# Chat



## lovely_chooks (Mar 19, 2021)

Hey. This is just a thread for random chatting stuff. 

I like taking photos..


----------



## chickenpersoon (Sep 11, 2021)

lovely_chooks said:


> Hey. This is just a thread for random chatting stuff.
> 
> I like taking photos..
> View attachment 42735


hey what is yer favorite everything- meme, color song, my favorite meme is "are we there yet"


----------



## lovely_chooks (Mar 19, 2021)

chickenpersoon said:


> hey what is yer favorite everything- meme, color song, my favorite meme is "are we there yet"


I like the colour pink you?


----------



## chickenpersoon (Sep 11, 2021)

lovely_chooks said:


> I like the colour pink you?


mint green


----------



## chickenpersoon (Sep 11, 2021)

When you find out who is the sus is among us:








IMPOSTA

How bout THAT meme??!


----------



## lovely_chooks (Mar 19, 2021)

chickenpersoon said:


> When you find out who is the sus is among us:
> View attachment 42772
> 
> IMPOSTA
> ...


HAHAH I used to play among us it got boring though.


----------



## lovely_chooks (Mar 19, 2021)

Omg I don’t believe that I got a 100% on my chemistry quiz.


----------



## chickenpersoon (Sep 11, 2021)

Hi everyone! I am bored so I thought this would be the thread to ask: can ya'll send pictures for me to draw? it can be of your chickens, anything! @lovely_chooks I know you're good at this stuff and you like it- would you want me to draw Buttercup? It will probably not be as good as that one you did with markers but I will try.


----------



## lovely_chooks (Mar 19, 2021)

chickenpersoon said:


> Hi everyone! I am bored so I thought this would be the thread to ask: can ya'll send pictures for me to draw? it can be of your chickens, anything! @lovely_chooks I know you're good at this stuff and you like it- would you want me to draw Buttercup? It will probably not be as good as that one you did with markers but I will try.


Of course. I don’t mind if it isn’t as good. Because you tried and put in effort I don’t really judge if it’s bad.


----------



## chickenpersoon (Sep 11, 2021)

lovely_chooks said:


> Of course. I don’t mind if it isn’t as good. Because you tried and put in effort I don’t really judge if it’s bad.


thank you for believing in me! Could you send me your favorite picture of her?


----------



## lovely_chooks (Mar 19, 2021)

chickenpersoon said:


> thank you for believing in me! Could you send me your favorite picture of her?


Of course don’t compare yourself to other people because try improving on what you drew before. Everyone is different it’s ok bht I believe you can draw good! Do you have Instagram?


----------



## chickenpersoon (Sep 11, 2021)

lovely_chooks said:


> Of course don’t compare yourself to other people because try improving on what you drew before. Everyone is different it’s ok bht I believe you can draw good! Do you have Instagram?
> View attachment 42844


nope. But i'll try to draw that as soon as I have time. Its a busy week


----------



## lovely_chooks (Mar 19, 2021)

chickenpersoon said:


> nope. But i'll try to draw that as soon as I have time. Its a busy week


Take your time.


----------



## chickenpersoon (Sep 11, 2021)

lovely_chooks said:


> Take your time.


thx


----------

::::

* Brief A: Reproduce verbatim the passage of the chat thread above that begins at the words "HAHAH I used" and ends after the words "my chemistry quiz.".

* Record list:
::::

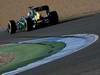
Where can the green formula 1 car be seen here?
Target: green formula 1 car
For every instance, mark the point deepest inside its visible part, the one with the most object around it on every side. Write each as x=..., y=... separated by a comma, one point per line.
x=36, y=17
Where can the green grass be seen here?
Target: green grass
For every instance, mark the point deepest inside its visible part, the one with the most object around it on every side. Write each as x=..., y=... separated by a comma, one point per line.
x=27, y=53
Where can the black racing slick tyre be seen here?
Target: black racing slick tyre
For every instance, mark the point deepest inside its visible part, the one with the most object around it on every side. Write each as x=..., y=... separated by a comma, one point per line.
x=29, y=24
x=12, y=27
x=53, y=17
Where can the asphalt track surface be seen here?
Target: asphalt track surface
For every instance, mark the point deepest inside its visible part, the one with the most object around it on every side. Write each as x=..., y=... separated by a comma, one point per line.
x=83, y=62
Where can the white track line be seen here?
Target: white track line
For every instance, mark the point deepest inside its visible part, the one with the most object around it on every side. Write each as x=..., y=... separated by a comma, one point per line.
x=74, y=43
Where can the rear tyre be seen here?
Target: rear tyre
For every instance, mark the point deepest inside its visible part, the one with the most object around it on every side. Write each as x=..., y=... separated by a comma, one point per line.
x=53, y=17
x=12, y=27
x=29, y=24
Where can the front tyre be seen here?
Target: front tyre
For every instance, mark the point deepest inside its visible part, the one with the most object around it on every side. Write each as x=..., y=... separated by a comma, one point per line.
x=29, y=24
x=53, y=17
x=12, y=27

::::

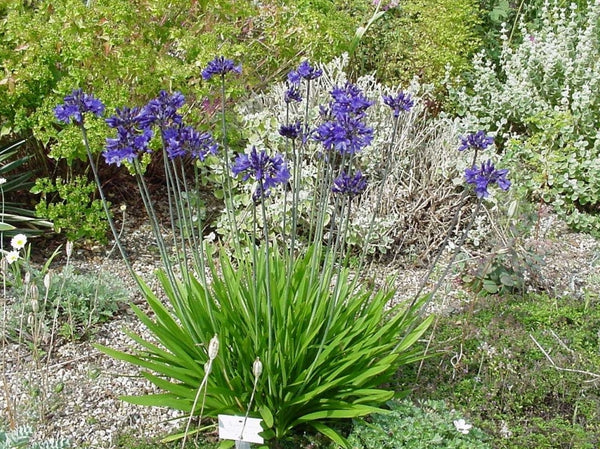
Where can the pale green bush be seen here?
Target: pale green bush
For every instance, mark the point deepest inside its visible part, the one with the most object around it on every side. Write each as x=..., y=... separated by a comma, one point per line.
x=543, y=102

::::

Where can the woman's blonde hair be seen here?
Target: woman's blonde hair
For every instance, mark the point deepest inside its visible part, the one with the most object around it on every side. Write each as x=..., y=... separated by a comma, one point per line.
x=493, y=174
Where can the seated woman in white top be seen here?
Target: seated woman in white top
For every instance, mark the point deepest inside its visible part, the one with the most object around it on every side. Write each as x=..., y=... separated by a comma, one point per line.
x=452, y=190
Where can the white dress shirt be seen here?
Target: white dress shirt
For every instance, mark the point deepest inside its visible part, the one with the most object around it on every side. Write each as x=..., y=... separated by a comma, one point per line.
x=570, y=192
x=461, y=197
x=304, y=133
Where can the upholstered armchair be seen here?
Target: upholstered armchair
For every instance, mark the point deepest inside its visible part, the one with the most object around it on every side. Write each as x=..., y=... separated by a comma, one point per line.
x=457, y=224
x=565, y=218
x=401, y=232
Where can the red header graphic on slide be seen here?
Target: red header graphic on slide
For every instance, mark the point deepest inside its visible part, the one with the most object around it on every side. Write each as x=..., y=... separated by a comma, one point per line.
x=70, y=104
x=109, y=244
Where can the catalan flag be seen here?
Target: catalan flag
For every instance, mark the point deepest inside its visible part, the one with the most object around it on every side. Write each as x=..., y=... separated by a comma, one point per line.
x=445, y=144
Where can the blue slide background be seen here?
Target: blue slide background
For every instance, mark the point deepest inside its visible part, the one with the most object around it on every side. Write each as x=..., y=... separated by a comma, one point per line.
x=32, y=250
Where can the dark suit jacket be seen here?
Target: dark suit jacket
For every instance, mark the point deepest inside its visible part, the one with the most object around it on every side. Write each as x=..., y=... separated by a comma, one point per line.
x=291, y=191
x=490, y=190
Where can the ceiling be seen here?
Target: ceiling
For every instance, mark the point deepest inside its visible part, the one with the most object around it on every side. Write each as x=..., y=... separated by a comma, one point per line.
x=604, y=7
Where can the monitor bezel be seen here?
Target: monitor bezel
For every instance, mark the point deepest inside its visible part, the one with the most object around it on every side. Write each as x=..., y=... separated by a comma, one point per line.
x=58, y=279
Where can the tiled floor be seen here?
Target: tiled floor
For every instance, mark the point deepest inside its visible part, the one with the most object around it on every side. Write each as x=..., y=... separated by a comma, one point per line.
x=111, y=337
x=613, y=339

::::

* Brief B: Repeat verbatim the lines of the listing from the line containing "Where can the seated" through the line containing "x=304, y=133", with both of those lines included.

* Full output A:
HAHAH I used to play among us it got boring though.


----------



## lovely_chooks (Mar 19, 2021)

Omg I don’t believe that I got a 100% on my chemistry quiz.

* Full output B:
Where can the seated woman in white top be seen here?
Target: seated woman in white top
For every instance, mark the point deepest inside its visible part, the one with the most object around it on every side. Write each as x=..., y=... separated by a comma, one point per line.
x=452, y=190
Where can the white dress shirt be seen here?
Target: white dress shirt
For every instance, mark the point deepest inside its visible part, the one with the most object around it on every side. Write each as x=..., y=... separated by a comma, one point per line.
x=570, y=192
x=461, y=197
x=304, y=133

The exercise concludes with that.